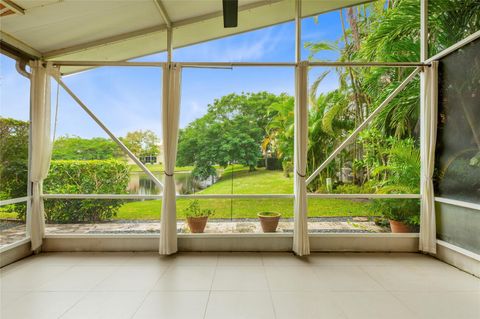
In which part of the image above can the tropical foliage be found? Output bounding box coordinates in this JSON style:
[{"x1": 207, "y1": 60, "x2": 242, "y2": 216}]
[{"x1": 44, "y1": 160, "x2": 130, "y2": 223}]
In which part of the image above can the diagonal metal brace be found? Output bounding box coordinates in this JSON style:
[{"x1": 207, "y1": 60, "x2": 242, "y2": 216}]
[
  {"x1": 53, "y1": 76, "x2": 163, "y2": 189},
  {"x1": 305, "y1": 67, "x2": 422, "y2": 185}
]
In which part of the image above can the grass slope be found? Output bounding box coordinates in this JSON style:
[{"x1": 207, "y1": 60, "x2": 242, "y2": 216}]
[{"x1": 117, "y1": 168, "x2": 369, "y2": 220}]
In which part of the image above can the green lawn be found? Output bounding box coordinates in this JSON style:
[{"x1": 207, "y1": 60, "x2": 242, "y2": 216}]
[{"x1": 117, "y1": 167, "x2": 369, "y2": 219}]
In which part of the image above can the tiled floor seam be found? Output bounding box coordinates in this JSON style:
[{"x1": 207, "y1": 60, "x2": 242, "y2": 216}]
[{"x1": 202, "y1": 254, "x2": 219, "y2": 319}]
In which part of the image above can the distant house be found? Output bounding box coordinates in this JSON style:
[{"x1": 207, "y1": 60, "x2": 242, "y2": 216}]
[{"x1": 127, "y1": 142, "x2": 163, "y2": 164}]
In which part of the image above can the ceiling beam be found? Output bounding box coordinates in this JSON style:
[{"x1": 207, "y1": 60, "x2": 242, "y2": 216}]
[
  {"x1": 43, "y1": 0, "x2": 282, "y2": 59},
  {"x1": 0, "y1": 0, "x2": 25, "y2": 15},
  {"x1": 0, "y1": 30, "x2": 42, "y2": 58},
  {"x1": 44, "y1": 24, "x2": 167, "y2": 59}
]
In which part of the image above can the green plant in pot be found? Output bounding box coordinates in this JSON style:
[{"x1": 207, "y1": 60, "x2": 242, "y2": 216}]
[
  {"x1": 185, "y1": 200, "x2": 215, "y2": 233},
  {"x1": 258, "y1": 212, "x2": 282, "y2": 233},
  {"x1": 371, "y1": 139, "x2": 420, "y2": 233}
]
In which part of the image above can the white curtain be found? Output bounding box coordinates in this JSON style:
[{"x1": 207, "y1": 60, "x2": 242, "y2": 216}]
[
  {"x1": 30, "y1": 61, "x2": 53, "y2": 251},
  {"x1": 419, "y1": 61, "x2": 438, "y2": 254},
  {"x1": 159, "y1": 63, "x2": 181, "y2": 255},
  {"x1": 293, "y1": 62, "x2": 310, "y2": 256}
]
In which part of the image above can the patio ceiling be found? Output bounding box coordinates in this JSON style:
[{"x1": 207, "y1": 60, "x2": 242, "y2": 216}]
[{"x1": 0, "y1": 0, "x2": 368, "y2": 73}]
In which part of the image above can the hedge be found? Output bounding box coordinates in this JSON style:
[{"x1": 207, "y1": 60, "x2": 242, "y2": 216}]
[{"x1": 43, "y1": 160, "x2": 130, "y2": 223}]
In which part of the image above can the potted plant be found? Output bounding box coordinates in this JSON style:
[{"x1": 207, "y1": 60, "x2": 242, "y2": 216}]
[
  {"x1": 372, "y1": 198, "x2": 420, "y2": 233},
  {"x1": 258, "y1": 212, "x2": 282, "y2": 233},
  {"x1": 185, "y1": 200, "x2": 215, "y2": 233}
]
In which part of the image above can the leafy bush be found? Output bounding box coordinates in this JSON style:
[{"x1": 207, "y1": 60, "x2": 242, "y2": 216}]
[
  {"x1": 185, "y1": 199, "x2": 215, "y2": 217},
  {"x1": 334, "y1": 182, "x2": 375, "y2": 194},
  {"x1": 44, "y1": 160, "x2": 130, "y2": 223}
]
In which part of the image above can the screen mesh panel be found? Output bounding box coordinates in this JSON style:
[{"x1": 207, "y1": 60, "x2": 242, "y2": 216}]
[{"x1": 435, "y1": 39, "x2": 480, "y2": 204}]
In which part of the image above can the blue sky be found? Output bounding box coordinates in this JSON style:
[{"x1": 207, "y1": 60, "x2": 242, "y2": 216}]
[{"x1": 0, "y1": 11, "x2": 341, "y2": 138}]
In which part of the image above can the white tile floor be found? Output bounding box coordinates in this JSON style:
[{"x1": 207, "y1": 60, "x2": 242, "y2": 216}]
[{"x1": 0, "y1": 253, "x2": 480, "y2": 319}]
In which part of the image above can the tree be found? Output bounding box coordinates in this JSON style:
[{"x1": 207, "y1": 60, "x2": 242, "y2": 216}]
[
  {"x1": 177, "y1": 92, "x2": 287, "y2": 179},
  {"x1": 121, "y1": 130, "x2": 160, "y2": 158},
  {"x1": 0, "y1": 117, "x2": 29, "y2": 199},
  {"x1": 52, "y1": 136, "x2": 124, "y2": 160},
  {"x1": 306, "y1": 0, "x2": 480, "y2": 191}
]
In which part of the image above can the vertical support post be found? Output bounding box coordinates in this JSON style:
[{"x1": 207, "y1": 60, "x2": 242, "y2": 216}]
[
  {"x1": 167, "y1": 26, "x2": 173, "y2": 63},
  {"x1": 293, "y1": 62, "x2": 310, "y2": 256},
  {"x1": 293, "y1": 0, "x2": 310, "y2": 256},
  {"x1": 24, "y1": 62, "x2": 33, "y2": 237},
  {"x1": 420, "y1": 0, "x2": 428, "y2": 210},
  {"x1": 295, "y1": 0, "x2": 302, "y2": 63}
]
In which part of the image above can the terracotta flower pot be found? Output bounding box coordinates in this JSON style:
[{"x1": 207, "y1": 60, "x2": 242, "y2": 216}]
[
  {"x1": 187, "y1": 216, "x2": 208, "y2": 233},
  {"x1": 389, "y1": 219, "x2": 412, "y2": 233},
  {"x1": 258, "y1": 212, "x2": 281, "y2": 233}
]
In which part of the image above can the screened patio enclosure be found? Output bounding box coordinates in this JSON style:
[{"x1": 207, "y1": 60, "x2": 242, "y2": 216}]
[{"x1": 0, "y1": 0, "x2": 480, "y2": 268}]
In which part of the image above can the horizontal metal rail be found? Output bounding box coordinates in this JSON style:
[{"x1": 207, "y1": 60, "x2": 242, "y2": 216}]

************

- [Written instruction] Copy all of the records above line for line, with no changes to the wording or the JSON. Leave out the pictures.

- [Expected answer]
In which part of the image above can the tropical foliage be found? Output bounding box coordinates in this JSON style:
[{"x1": 207, "y1": 60, "x2": 242, "y2": 216}]
[{"x1": 44, "y1": 160, "x2": 130, "y2": 223}]
In which part of the image above can the diagonal metal brace be found? Output bounding box coordinates in this JSON style:
[{"x1": 207, "y1": 60, "x2": 242, "y2": 216}]
[
  {"x1": 53, "y1": 76, "x2": 163, "y2": 189},
  {"x1": 305, "y1": 67, "x2": 422, "y2": 185}
]
In which part of the image above can the grass slope be found? Output bounding box coordinates in this JSON style:
[{"x1": 207, "y1": 60, "x2": 242, "y2": 216}]
[{"x1": 117, "y1": 168, "x2": 369, "y2": 220}]
In which part of the image above can the green lawn be found? Output bounding box coordinates in this JSON style:
[{"x1": 207, "y1": 60, "x2": 242, "y2": 216}]
[{"x1": 117, "y1": 167, "x2": 369, "y2": 219}]
In which part of the image above can the tiled floor seam be found? Output bounding box coordinates in this JSON style:
[{"x1": 207, "y1": 60, "x2": 242, "y2": 216}]
[{"x1": 202, "y1": 254, "x2": 219, "y2": 319}]
In which part of the image above can the distant house be found? Output bounding box coordinates in this JSON style:
[{"x1": 207, "y1": 60, "x2": 242, "y2": 216}]
[{"x1": 127, "y1": 142, "x2": 163, "y2": 164}]
In which part of the image above can the ceiling beam be found? Output bounding box coordinates in this JSON style:
[{"x1": 207, "y1": 60, "x2": 242, "y2": 216}]
[
  {"x1": 43, "y1": 0, "x2": 282, "y2": 59},
  {"x1": 0, "y1": 0, "x2": 25, "y2": 15},
  {"x1": 0, "y1": 30, "x2": 42, "y2": 58},
  {"x1": 44, "y1": 24, "x2": 167, "y2": 59}
]
In which part of the image above can the green plant in pot be found? Output bounding box coordinates in this JSON style:
[{"x1": 207, "y1": 60, "x2": 242, "y2": 216}]
[
  {"x1": 185, "y1": 200, "x2": 215, "y2": 233},
  {"x1": 258, "y1": 212, "x2": 282, "y2": 233},
  {"x1": 371, "y1": 139, "x2": 420, "y2": 233}
]
In which part of the image above can the white curtain be found? Output bounding box coordinates in this JSON style:
[{"x1": 207, "y1": 60, "x2": 242, "y2": 216}]
[
  {"x1": 30, "y1": 61, "x2": 53, "y2": 251},
  {"x1": 419, "y1": 61, "x2": 438, "y2": 254},
  {"x1": 159, "y1": 63, "x2": 181, "y2": 255},
  {"x1": 293, "y1": 62, "x2": 310, "y2": 256}
]
In which part of the image above can the patio ceiling be found? Output bounding box coordinates in this JSON style:
[{"x1": 207, "y1": 60, "x2": 242, "y2": 216}]
[{"x1": 0, "y1": 0, "x2": 368, "y2": 73}]
In which part of the image above can the hedge be found? Output bounding box coordinates in this JSON style:
[{"x1": 207, "y1": 60, "x2": 242, "y2": 216}]
[{"x1": 43, "y1": 160, "x2": 130, "y2": 223}]
In which part of the image above can the potted plant be found? Output bounding box coordinates in this JSON style:
[{"x1": 207, "y1": 60, "x2": 242, "y2": 216}]
[
  {"x1": 372, "y1": 198, "x2": 420, "y2": 233},
  {"x1": 258, "y1": 212, "x2": 282, "y2": 233},
  {"x1": 185, "y1": 200, "x2": 215, "y2": 233}
]
In which part of the image above can the leafy bush be found? Output bounding box coordinates in this JSON style:
[{"x1": 207, "y1": 60, "x2": 242, "y2": 216}]
[
  {"x1": 185, "y1": 199, "x2": 215, "y2": 217},
  {"x1": 334, "y1": 182, "x2": 375, "y2": 194},
  {"x1": 44, "y1": 160, "x2": 130, "y2": 223}
]
In which part of the image above can the screen mesh panel be found? Output bounding box coordinates in this JSON style:
[{"x1": 207, "y1": 60, "x2": 242, "y2": 216}]
[{"x1": 435, "y1": 39, "x2": 480, "y2": 204}]
In which part of the image above can the blue sky be found? Output bounding box coordinates in this JSON style:
[{"x1": 207, "y1": 60, "x2": 242, "y2": 216}]
[{"x1": 0, "y1": 11, "x2": 341, "y2": 138}]
In which part of the image above can the white tile floor be found? Output bounding box coordinates in this JSON style:
[{"x1": 207, "y1": 60, "x2": 242, "y2": 216}]
[{"x1": 0, "y1": 253, "x2": 480, "y2": 319}]
In which part of the image above can the tree be found? Output bounding box coordinates in this JSON style:
[{"x1": 207, "y1": 60, "x2": 242, "y2": 216}]
[
  {"x1": 177, "y1": 92, "x2": 287, "y2": 179},
  {"x1": 121, "y1": 130, "x2": 160, "y2": 158},
  {"x1": 0, "y1": 117, "x2": 29, "y2": 199},
  {"x1": 52, "y1": 136, "x2": 124, "y2": 160},
  {"x1": 306, "y1": 0, "x2": 480, "y2": 191}
]
In which part of the image above can the vertical support post be found? Output bounding box coordinates in this JSON style:
[{"x1": 207, "y1": 60, "x2": 242, "y2": 216}]
[
  {"x1": 167, "y1": 26, "x2": 173, "y2": 63},
  {"x1": 293, "y1": 62, "x2": 310, "y2": 256},
  {"x1": 293, "y1": 0, "x2": 310, "y2": 256},
  {"x1": 24, "y1": 62, "x2": 33, "y2": 237},
  {"x1": 420, "y1": 0, "x2": 428, "y2": 210},
  {"x1": 295, "y1": 0, "x2": 302, "y2": 63}
]
In which part of the image above can the terracotta flower pot be found? Output bounding box coordinates in this JSON style:
[{"x1": 207, "y1": 60, "x2": 242, "y2": 216}]
[
  {"x1": 187, "y1": 216, "x2": 208, "y2": 233},
  {"x1": 389, "y1": 219, "x2": 412, "y2": 233},
  {"x1": 258, "y1": 212, "x2": 281, "y2": 233}
]
In which part of the image above can the screened patio enclosure be found? Output bounding box coordinates in this JSON style:
[{"x1": 207, "y1": 60, "x2": 242, "y2": 216}]
[{"x1": 0, "y1": 0, "x2": 480, "y2": 268}]
In which part of the image above can the horizontal metal rail be found? Output bounding box coordinates in this JSON style:
[{"x1": 207, "y1": 60, "x2": 242, "y2": 216}]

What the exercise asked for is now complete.